::: PROVIDED MATERIAL

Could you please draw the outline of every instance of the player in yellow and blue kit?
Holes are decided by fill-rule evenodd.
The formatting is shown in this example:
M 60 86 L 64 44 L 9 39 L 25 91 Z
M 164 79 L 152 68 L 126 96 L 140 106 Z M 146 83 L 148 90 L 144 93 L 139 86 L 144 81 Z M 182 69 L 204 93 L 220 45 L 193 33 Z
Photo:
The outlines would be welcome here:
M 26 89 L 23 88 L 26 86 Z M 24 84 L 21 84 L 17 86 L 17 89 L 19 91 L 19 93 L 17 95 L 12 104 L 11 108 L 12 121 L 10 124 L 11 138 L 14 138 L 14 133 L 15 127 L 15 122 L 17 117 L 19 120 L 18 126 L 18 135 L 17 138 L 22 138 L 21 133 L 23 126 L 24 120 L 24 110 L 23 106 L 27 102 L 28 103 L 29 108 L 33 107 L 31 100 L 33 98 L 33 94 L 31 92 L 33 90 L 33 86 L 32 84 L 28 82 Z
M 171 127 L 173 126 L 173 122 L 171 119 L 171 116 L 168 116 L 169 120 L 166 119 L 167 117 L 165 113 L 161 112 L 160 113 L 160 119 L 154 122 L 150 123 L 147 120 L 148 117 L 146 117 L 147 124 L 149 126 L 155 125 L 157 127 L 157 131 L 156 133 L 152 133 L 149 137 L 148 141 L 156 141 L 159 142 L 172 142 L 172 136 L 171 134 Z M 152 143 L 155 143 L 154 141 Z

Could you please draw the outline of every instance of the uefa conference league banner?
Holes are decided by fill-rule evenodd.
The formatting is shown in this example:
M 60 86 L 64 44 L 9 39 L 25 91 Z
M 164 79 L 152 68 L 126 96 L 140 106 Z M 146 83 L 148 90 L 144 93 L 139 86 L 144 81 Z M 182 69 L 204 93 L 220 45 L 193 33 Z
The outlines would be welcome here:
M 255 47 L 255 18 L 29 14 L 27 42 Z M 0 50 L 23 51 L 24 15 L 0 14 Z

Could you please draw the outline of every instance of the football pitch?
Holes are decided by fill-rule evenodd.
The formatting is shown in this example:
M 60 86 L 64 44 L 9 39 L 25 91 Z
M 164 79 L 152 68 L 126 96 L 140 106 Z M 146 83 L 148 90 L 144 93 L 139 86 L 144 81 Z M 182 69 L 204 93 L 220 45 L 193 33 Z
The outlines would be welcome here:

::::::

• _SET EXERCISE_
Render every line of the records above as a Markdown table with the columns Row and Line, numbering the rows in order and omitting blank lines.

• _TASK RESPONSE_
| Row | Line |
|---|---|
| 1 | Could you please draw the outline of every instance of the player in yellow and blue kit? |
| 2 | Holes are decided by fill-rule evenodd. |
| 3 | The formatting is shown in this example: |
| 4 | M 60 86 L 64 44 L 9 39 L 25 91 Z |
| 5 | M 164 79 L 152 68 L 126 96 L 140 106 Z M 146 83 L 148 90 L 144 93 L 139 86 L 144 81 Z M 182 69 L 204 93 L 220 45 L 193 33 Z |
| 6 | Photo: |
| 7 | The outlines would be welcome here: |
| 8 | M 26 89 L 23 88 L 26 86 Z M 24 84 L 21 84 L 17 86 L 17 89 L 19 91 L 19 93 L 17 95 L 12 104 L 11 108 L 12 121 L 10 124 L 11 138 L 14 138 L 14 133 L 15 127 L 15 122 L 17 117 L 19 120 L 18 126 L 18 135 L 17 138 L 22 138 L 21 133 L 23 126 L 24 120 L 24 110 L 23 106 L 27 102 L 28 103 L 29 108 L 33 107 L 31 100 L 33 98 L 33 94 L 31 92 L 33 90 L 33 86 L 32 84 L 28 82 Z |
| 9 | M 171 127 L 173 126 L 173 122 L 171 119 L 171 116 L 168 116 L 169 120 L 166 119 L 167 117 L 165 113 L 161 112 L 160 113 L 160 119 L 154 122 L 150 123 L 147 120 L 148 117 L 146 117 L 147 124 L 149 126 L 155 125 L 157 127 L 157 131 L 156 133 L 152 133 L 149 137 L 148 141 L 156 141 L 159 142 L 172 142 L 172 136 L 171 134 Z M 152 143 L 155 143 L 154 141 Z |
| 10 | Could you please draw the outline of every instance of the uefa conference league banner? |
| 11 | Holes are decided by fill-rule evenodd. |
| 12 | The formatting is shown in this example: |
| 13 | M 60 86 L 64 44 L 9 39 L 25 91 Z |
| 14 | M 164 79 L 152 68 L 126 96 L 140 106 Z M 146 83 L 148 90 L 144 93 L 139 86 L 144 81 Z M 182 69 L 204 93 L 220 45 L 193 33 Z |
| 15 | The outlines would be welcome here: |
| 16 | M 255 47 L 255 18 L 29 14 L 27 42 Z M 0 50 L 23 51 L 24 15 L 0 14 Z |
| 17 | Could you please draw the outline of every instance of the football pitch? |
| 18 | Holes are decided by fill-rule evenodd. |
| 19 | The formatting is shown in this example: |
| 20 | M 60 86 L 64 44 L 9 39 L 25 91 Z |
| 21 | M 164 79 L 152 68 L 126 96 L 140 106 Z M 146 83 L 148 90 L 144 93 L 139 86 L 144 81 Z M 182 69 L 204 93 L 220 45 L 193 33 Z |
| 22 | The outlines would be welcome here: |